----- Data for processing

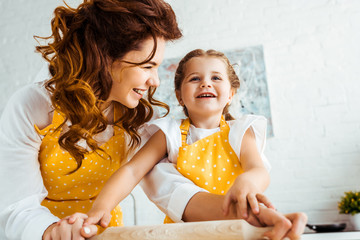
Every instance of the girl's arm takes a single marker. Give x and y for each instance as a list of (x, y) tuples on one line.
[(247, 188), (123, 181)]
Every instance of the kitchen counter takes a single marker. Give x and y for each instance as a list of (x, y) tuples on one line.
[(355, 235)]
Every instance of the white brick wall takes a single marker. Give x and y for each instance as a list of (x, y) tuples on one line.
[(312, 53)]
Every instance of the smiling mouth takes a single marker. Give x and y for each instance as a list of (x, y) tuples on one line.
[(206, 95), (141, 92)]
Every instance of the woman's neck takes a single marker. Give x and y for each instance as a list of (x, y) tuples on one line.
[(206, 122)]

----------

## What this task involves
Verbatim output of the entries is required, with each image left out.

## Problem solution
Every instance of the girl's arm takes a single marker. Give x and y for each instance as a list of (x, y) tuples on one line.
[(247, 188), (123, 181)]
Every instance of the kitchen counter takes a single marker. Give x and y for each instance as a list of (x, y) tuples on one line.
[(355, 235)]
Every instance of the white brick wall takes a single marker. Give x and y for each instance as a list of (x, y) tuples on one line.
[(312, 53)]
Every instance of the smiling mouth takes a single marker. Give x and y for each instance as a list of (x, y) tuples on one line.
[(206, 95), (141, 92)]
Every instance of the woman's neck takes a single marker. Give x and y for each instance as a list of (x, y) tuples on one line.
[(206, 122)]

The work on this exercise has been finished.